Identify every line in the entries below that contains the string "marker", and copy each such line in full. Matching is case-sensitive.

◆ **THE DATA**:
▬▬▬▬▬▬

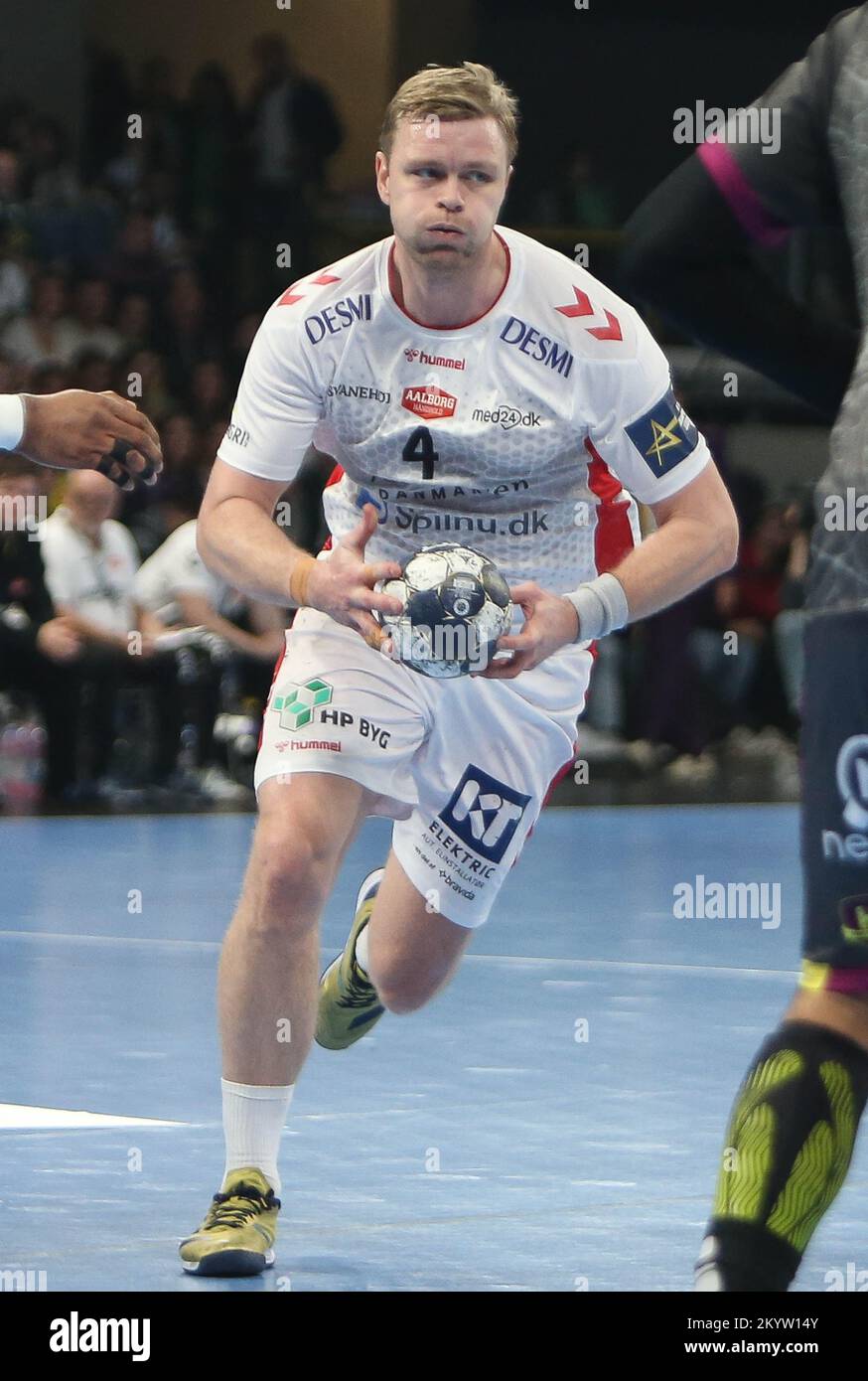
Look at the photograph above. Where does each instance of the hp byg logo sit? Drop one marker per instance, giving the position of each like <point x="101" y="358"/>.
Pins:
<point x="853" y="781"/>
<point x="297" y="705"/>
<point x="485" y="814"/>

▬▬▬▬▬▬

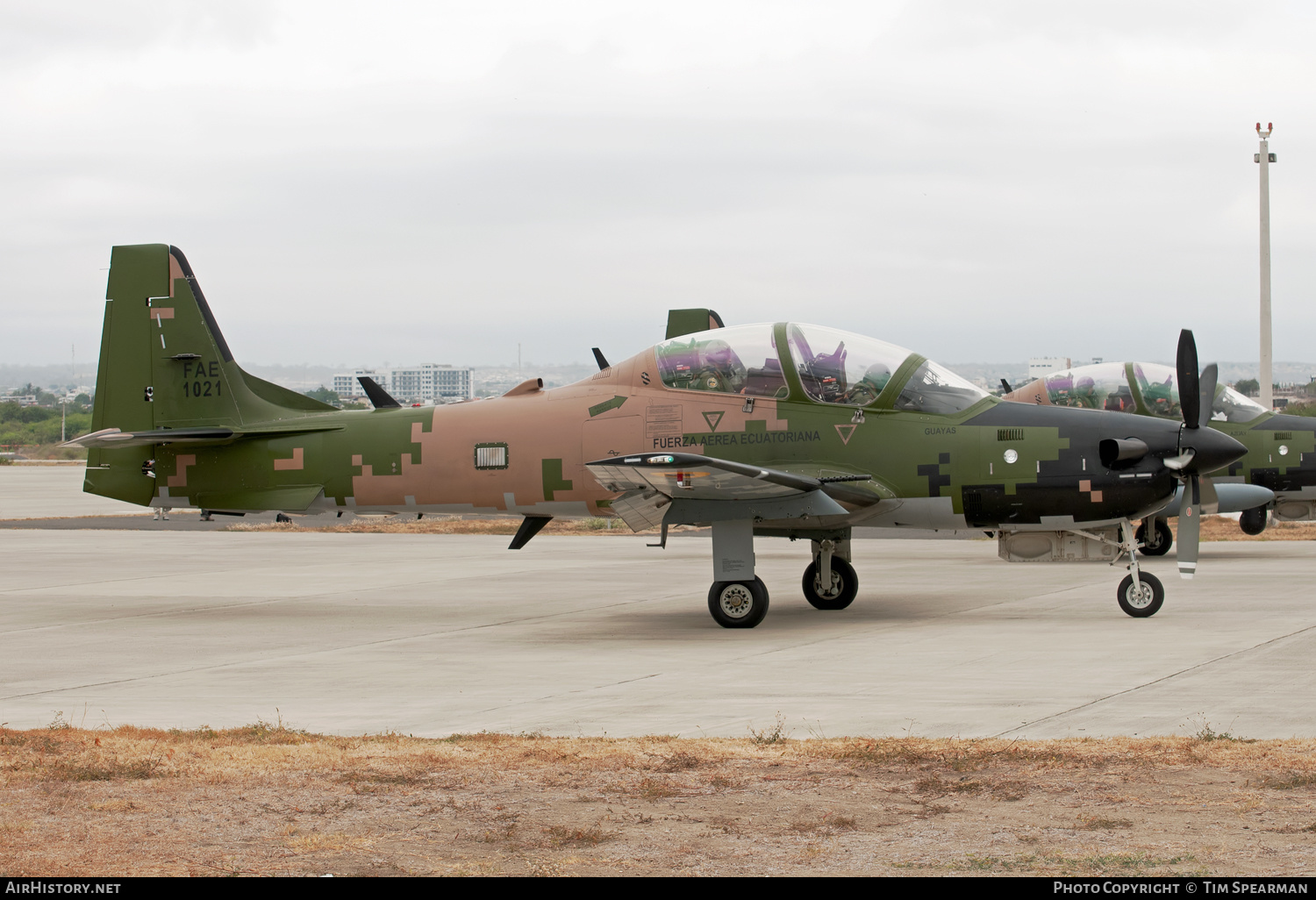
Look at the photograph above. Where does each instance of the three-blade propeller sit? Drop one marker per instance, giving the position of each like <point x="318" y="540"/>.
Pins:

▬▬▬▬▬▬

◆ **SOLUTION TO THIS TASK**:
Look at the photograph above. Where does each instance of the hp byg logo sit? Drop one marker per instance, giving the position of each like <point x="101" y="358"/>.
Look at the photograph above. Where does each instance of the three-blade propeller sit? Drop one marker per instance, giving the position of each like <point x="318" y="540"/>.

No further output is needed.